::: SELECTED EXTRACT :::
The amount of diesel generation required for Copper Valley is tied
directly to Solomon Gulch energy potential from October through May.
Higher energy availability from Solomon Gulch during this period means
lower requirements for diesel generation. Actual monthly net generation
from Solomon Gulch was examined for the years 1987 through 1989 based on
monthly sales from the project as reported to the Energy Authority
adjusted for transmission losses:
Net Generation from Solomon Gulch
October through May
1987 1988 1989
GWh 26.0 24.4 25.3
The 1990 estimate recently provided by Copper Valley is 29.3 GWh.
The estimate for October through May energy used in the Railbelt
Intertie Reconnaissance Study is 25.9 GWh. This is still considered
reasonable in view of the historical data shown above, and was therefore
assumed in all cases examined for this preliminary intertie assessment.
The estimate of energy available from June through September is harder
to develop from historical data because it is based on estimates of
water availability rather than metered sales. Two alternatives are
considered:
1) The Railbelt Intertie Reconnaissance Study assumed 28.6 GWh could
be generated during this period, which would be equivalent to
constant project output of 9.8 MW throughout these four months.
:::
[EXERCISE DETAILS]: Please state the October-through-May energy estimate that the Solomon Gulch excerpt says the Railbelt Intertie Reconnaissance Study used.
::: INFORMATION SHOWN :::
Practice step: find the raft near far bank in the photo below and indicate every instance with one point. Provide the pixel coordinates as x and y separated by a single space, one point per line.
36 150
:::
[WRITTEN SOLUTION]: 25.9 GWh